◆ **Set task 1**: According to the library text, how many readers' desks does the new Humanities Library have?

◆ **Provided text**:
::::::::
The University Library - part of the Danish Royal Library, Copenhagen
With its 500 readers’ desks and some of the Danish Royal Library’s most sophisticated archive rooms, Copenhagen University’s new Humanities Library is a vital hub of the university’s new Amager campus.
User based design
Throughout the planning and design process, architectural focus has been on creating the optimum faculty library based on users’ needs. Dissing+Weitling – in co operation with a user group of Royal Library employees – analysed functionality requirements and work flow. Optimum design solutions catering for the needs of both employees and students were then designed on this basis.
The result of this intensive planning and design process is a building characterised by flexibility, airy openness and simple, clear definition. The three open floors have been laid out with incremental noise levels in mind – from easy socialising in the lounge and café areas to group study areas and finally to the library reading rooms designated for “quiet” use where students can concentrate completely on individual study.
::::::::
Shape boundary entries
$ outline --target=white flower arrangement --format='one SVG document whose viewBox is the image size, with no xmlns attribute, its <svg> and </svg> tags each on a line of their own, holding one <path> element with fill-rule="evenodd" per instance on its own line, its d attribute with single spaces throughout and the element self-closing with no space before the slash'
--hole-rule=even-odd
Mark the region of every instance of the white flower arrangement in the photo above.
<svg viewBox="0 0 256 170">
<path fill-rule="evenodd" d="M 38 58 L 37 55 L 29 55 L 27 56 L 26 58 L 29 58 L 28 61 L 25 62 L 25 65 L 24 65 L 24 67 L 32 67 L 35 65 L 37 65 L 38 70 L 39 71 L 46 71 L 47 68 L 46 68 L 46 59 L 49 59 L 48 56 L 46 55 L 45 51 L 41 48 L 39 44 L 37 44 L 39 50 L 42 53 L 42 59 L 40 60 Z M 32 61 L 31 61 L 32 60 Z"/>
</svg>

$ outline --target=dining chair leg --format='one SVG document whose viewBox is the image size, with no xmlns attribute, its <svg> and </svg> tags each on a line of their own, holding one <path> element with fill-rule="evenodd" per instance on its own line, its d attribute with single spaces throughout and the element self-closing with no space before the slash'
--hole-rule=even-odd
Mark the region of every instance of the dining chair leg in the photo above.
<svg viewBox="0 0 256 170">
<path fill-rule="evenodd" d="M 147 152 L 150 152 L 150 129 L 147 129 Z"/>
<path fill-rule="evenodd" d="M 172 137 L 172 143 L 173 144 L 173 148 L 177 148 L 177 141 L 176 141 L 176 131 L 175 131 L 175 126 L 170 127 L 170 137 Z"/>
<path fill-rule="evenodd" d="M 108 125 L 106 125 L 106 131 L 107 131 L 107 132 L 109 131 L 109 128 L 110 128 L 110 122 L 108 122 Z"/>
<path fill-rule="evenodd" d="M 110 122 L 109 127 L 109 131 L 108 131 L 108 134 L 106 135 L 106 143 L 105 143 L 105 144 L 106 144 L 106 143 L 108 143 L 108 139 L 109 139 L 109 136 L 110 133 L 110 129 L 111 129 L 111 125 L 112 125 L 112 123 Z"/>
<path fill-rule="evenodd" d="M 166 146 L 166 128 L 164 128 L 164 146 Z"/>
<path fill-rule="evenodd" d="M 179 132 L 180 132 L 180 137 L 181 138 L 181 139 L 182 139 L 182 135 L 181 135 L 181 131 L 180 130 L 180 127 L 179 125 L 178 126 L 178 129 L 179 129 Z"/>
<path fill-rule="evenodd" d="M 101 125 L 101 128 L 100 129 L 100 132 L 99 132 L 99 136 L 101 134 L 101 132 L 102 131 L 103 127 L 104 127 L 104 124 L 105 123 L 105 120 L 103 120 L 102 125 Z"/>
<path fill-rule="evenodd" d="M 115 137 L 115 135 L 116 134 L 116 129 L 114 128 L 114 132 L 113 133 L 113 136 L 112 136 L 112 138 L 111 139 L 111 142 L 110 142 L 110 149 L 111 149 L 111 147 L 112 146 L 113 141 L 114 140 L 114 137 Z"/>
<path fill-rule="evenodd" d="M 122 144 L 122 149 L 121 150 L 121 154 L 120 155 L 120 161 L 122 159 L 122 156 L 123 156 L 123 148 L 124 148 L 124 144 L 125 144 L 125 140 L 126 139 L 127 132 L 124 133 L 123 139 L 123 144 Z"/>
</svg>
::::::::
◆ **Set task 2**: Extract every line of the rows above that contains the string "flower", matching case exactly.

◆ **Expected output 1**: 500

◆ **Expected output 2**:
$ outline --target=white flower arrangement --format='one SVG document whose viewBox is the image size, with no xmlns attribute, its <svg> and </svg> tags each on a line of their own, holding one <path> element with fill-rule="evenodd" per instance on its own line, its d attribute with single spaces throughout and the element self-closing with no space before the slash'
Mark the region of every instance of the white flower arrangement in the photo above.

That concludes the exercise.